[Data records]
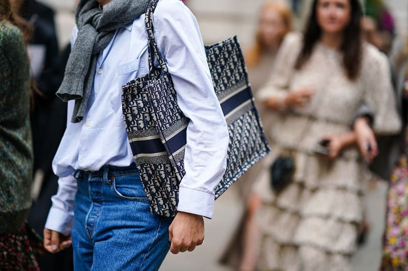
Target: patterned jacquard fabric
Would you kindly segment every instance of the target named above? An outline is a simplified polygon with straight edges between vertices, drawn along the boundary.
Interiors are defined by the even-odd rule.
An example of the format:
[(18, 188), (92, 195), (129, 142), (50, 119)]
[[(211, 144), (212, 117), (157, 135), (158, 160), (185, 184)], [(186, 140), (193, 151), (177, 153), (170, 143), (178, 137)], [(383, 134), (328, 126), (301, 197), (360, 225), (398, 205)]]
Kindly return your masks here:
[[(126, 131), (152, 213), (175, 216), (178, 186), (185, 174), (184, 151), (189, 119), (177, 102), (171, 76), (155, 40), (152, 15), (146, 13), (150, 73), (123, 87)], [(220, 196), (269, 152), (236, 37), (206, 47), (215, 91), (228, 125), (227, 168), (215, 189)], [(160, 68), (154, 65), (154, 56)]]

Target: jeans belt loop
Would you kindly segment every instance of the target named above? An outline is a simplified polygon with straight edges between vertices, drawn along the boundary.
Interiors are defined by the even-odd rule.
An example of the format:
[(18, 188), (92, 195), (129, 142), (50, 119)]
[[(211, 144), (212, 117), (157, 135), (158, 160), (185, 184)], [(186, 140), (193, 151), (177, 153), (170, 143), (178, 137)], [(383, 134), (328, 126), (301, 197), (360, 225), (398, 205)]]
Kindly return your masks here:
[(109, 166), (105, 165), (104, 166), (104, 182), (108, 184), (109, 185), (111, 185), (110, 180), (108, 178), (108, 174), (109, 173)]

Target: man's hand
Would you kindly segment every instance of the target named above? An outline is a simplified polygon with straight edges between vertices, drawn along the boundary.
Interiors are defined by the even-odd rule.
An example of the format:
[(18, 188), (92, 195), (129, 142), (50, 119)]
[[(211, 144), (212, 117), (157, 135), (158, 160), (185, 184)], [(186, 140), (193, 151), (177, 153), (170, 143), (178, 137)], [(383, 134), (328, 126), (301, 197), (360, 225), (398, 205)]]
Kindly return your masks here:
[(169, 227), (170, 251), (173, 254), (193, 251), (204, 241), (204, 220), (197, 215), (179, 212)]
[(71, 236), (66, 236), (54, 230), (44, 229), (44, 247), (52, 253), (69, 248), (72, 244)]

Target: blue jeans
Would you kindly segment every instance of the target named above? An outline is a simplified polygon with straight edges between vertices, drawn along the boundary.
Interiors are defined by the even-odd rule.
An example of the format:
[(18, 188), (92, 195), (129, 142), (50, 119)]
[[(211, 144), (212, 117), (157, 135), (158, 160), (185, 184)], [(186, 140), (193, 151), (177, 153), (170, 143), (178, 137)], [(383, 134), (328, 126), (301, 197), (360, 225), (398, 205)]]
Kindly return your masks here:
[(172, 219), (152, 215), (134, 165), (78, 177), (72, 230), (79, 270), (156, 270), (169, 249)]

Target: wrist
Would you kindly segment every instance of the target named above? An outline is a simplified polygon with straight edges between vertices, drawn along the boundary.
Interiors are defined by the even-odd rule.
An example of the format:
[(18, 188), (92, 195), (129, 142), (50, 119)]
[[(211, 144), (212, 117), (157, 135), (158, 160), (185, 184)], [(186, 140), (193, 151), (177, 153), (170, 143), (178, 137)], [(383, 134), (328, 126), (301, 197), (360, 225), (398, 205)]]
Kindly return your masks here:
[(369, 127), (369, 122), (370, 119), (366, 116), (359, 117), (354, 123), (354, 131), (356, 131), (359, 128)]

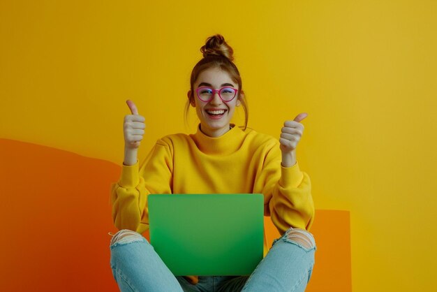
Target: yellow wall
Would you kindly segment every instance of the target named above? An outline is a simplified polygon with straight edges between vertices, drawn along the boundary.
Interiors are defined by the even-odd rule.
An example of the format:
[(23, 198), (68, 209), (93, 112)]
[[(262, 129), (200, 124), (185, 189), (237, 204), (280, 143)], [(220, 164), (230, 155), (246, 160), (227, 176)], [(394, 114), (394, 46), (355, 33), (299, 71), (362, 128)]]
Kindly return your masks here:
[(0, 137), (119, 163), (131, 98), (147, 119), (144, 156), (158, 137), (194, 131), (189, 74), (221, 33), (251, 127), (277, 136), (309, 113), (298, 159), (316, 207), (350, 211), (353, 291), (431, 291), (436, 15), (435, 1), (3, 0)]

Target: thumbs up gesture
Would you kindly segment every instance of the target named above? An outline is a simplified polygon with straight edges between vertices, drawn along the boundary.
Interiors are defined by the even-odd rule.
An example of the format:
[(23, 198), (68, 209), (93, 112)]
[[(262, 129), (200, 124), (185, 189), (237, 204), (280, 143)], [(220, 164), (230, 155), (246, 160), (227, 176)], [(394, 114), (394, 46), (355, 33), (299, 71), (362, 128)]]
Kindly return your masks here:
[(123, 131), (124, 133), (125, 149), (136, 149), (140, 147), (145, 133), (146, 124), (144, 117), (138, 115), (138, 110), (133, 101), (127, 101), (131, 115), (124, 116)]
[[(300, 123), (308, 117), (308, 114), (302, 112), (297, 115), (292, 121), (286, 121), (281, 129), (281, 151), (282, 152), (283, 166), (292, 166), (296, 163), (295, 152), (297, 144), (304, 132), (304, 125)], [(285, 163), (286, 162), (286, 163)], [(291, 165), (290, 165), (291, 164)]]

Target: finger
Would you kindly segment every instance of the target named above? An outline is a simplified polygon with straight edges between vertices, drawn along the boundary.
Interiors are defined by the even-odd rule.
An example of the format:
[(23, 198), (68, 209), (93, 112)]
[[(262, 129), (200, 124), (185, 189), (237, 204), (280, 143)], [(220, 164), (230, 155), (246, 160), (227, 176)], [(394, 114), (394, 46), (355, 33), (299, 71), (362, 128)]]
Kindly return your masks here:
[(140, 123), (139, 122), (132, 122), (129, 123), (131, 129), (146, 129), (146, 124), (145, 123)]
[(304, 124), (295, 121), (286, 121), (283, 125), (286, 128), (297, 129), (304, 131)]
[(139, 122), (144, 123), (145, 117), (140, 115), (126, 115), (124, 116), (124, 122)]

→ **Exercise**
Quote all of the rows above word for word, leaving the pictures out of your answer.

→ **Answer to this exercise**
Target: patterned jacquard fabric
Would you kindly segment every instance of the target named above? An outline is a simplified polygon with straight edges between vertices, drawn along the boundary.
Interiors are defined by the even-odd rule.
An example of the format:
[(18, 188), (92, 195), (129, 142), (50, 119)]
[[(211, 144), (212, 117), (157, 135), (158, 160), (185, 184)], [(186, 140), (193, 151), (177, 153), (170, 143), (178, 137)], [(383, 134), (328, 126), (301, 197), (360, 225), (398, 205)]]
Kindly return your masks here:
[[(126, 131), (152, 213), (175, 216), (178, 186), (185, 174), (184, 151), (189, 119), (177, 102), (171, 76), (155, 40), (152, 15), (146, 13), (150, 73), (123, 87)], [(220, 196), (269, 152), (236, 37), (206, 47), (215, 91), (228, 125), (227, 168), (215, 189)], [(160, 68), (154, 65), (154, 56)]]

Target: jeans belt loop
Would you kindly segment every instance of the target named above? An outline is a simplified polygon with straight edges between vertices, drawn along the boundary.
Interiors are defined by the even-odd rule.
An example of the format:
[(18, 188), (92, 195), (129, 142), (50, 119)]
[[(211, 144), (212, 117), (157, 135), (158, 160), (185, 184)], [(186, 140), (193, 151), (177, 153), (170, 143), (178, 137)], [(383, 134), (328, 126), (301, 197), (360, 225), (398, 205)]]
Kindly return your masks here:
[(109, 166), (105, 165), (104, 166), (104, 182), (108, 184), (109, 185), (111, 185), (110, 180), (108, 178), (108, 174), (109, 173)]

Target: man's hand
Would you kindly segment every instance of the target named above? An outline is a simplified polygon with straight edges between vertices, drawn along the boundary.
Interiors are defined by the even-odd rule.
An example of the format:
[(18, 188), (92, 195), (129, 142), (50, 119)]
[[(211, 144), (212, 117), (157, 135), (158, 160), (185, 184)], [(186, 140), (193, 151), (177, 153), (170, 143), (178, 137)], [(383, 134), (328, 126), (301, 197), (360, 225), (398, 205)]]
Kindly return your masks here:
[(169, 227), (170, 251), (173, 254), (193, 251), (204, 241), (204, 220), (197, 215), (179, 212)]
[(71, 236), (66, 236), (54, 230), (44, 229), (44, 247), (52, 253), (69, 248), (72, 244)]

Target: blue jeans
Would you kindly segment every instance of the target named above? An outline is a simplified polygon with straight edges between vertices, drawn along the boundary.
Interiors are defined by the even-odd rule.
An example of the format:
[(18, 188), (92, 195), (129, 142), (50, 119)]
[[(211, 144), (212, 117), (157, 135), (158, 160), (185, 184)], [(186, 140), (193, 151), (177, 153), (170, 143), (178, 137)], [(383, 134), (328, 126), (301, 197), (360, 225), (398, 205)]]
Kindly return your masks here:
[(172, 219), (152, 215), (134, 165), (78, 177), (72, 230), (79, 270), (156, 270), (169, 249)]

Target: wrist
Would you kindly segment every instance of the target named above? An outline is a simplified polygon with straight edges between vertices, drawn along the boundary.
Interiors are defined by the even-odd rule.
An example of the format:
[(18, 188), (92, 195), (129, 142), (50, 119)]
[[(211, 144), (212, 117), (157, 135), (158, 160), (185, 184)], [(186, 140), (193, 151), (177, 153), (170, 143), (178, 137)], [(383, 134), (328, 126), (301, 197), (360, 225), (398, 205)]]
Kindly return your masks here:
[(369, 127), (369, 122), (370, 119), (366, 116), (359, 117), (354, 123), (354, 131), (356, 131), (359, 128)]

Target: yellow wall
Would you kindly segment every instance of the target named above? An outline is a simplified polygon with straight edges between vertices, drawn along the boundary.
Interiors are defined by the even-odd rule.
An example of the format:
[(23, 198), (68, 209), (93, 112)]
[[(262, 129), (200, 124), (185, 189), (237, 204), (280, 143)], [(220, 164), (230, 155), (246, 160), (227, 176)], [(394, 114), (394, 46), (355, 33), (299, 71), (362, 128)]]
Kindly return your masks here:
[(0, 137), (119, 163), (131, 98), (147, 119), (144, 156), (158, 137), (194, 131), (189, 74), (221, 33), (251, 127), (277, 136), (309, 113), (298, 159), (316, 207), (350, 211), (353, 291), (431, 291), (436, 15), (435, 1), (3, 0)]

Target: thumbs up gesture
Would you kindly segment every instance of the target named above? An outline is a simplified polygon with straight edges between vertices, drawn along the boundary.
Interiors are defined by the even-odd rule.
An example of the format:
[(23, 198), (68, 209), (93, 112)]
[[(262, 129), (200, 124), (185, 189), (237, 204), (280, 143)], [(220, 164), (230, 155), (246, 160), (227, 176)], [(394, 114), (394, 46), (355, 33), (299, 71), (362, 128)]]
Kindly return your masks here:
[(123, 131), (124, 133), (125, 149), (136, 149), (140, 147), (145, 133), (146, 124), (144, 117), (138, 115), (138, 110), (133, 101), (127, 101), (131, 115), (124, 116)]
[[(300, 123), (308, 117), (308, 114), (302, 112), (297, 115), (292, 121), (286, 121), (281, 129), (281, 151), (282, 152), (283, 166), (292, 166), (296, 163), (295, 152), (297, 144), (304, 132), (304, 125)], [(285, 163), (286, 162), (286, 163)], [(291, 165), (290, 165), (291, 164)]]

Target: finger
Would you kindly segment every instance of the target named above? An outline is a simplified polygon with straight edges between vertices, drawn along the boundary.
Interiors are defined by the even-odd rule.
An example of the format:
[(23, 198), (68, 209), (93, 112)]
[[(262, 129), (200, 124), (185, 189), (237, 204), (280, 143)], [(220, 164), (230, 155), (246, 160), (227, 176)], [(394, 114), (394, 46), (355, 33), (299, 71), (362, 128)]]
Kindly return your masks here:
[(140, 123), (139, 122), (132, 122), (129, 123), (131, 129), (146, 129), (146, 124), (145, 123)]
[(304, 124), (295, 121), (286, 121), (283, 125), (286, 128), (297, 129), (304, 131)]
[(139, 122), (144, 123), (145, 117), (140, 115), (126, 115), (124, 116), (124, 122)]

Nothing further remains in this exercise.